## RECORDS FOR THIS TASK
####

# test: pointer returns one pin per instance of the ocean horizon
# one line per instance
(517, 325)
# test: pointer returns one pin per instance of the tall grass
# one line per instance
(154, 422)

####

Please repeat the entries above exactly as they read.

# test: pointer returns one pin per instance of the ocean horizon
# one line per instance
(517, 325)
# test: pointer returns one pin per instance of the tall grass
# one line per instance
(154, 422)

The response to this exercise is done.